**PROBLEM TO WORK ON:** The reply should hold every record, copied exactly, and none of the pictures.

------

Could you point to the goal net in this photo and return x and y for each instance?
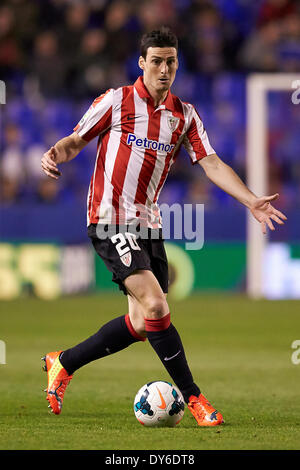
(271, 272)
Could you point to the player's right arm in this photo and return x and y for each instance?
(94, 123)
(63, 151)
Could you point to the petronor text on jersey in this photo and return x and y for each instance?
(149, 144)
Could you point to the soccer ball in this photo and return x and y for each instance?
(159, 404)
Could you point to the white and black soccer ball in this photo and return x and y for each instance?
(159, 404)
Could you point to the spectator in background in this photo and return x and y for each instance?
(11, 165)
(91, 65)
(48, 66)
(260, 51)
(275, 10)
(10, 53)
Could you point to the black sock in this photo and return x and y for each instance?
(111, 338)
(168, 346)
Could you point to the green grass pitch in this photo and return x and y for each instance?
(239, 352)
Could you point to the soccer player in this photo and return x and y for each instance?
(140, 129)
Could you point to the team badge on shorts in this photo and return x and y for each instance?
(173, 123)
(126, 259)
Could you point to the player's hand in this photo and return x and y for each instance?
(49, 165)
(263, 211)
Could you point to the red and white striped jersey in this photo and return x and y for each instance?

------

**RESULT OF THIS TASK:**
Could you point to the goal net in this photo and return x and y for each instance?
(271, 272)
Could you point to the player's right arm in this photo and return x and y for each instance?
(94, 123)
(63, 151)
Could you point to the petronor text on jersey in this photo and return x and y for each instance?
(149, 144)
Could you point to the soccer ball in this photo and return x and y for each instance?
(159, 404)
Could you point to the white and black soccer ball in this photo and return x and y for each instance?
(159, 404)
Could you point to the spectator in background in this photo and return x and y for each instance?
(11, 165)
(91, 65)
(48, 66)
(260, 51)
(275, 10)
(10, 53)
Could you point to the black sock in this photo and return x and y for each instance?
(111, 338)
(168, 346)
Could you point to the green grass pitch in this photo and return x and y for each instance?
(239, 352)
Could you point to the soccer player in this photo and return x and y for each instance?
(140, 129)
Could you point to the team badge on shorts in this photo and return x and y for each instance?
(173, 123)
(126, 259)
Could you point to the player's hand in this photo and return x and y for each instance?
(49, 165)
(263, 211)
Could you point to the red and white striped jersey in this photo and return x and y for each instance?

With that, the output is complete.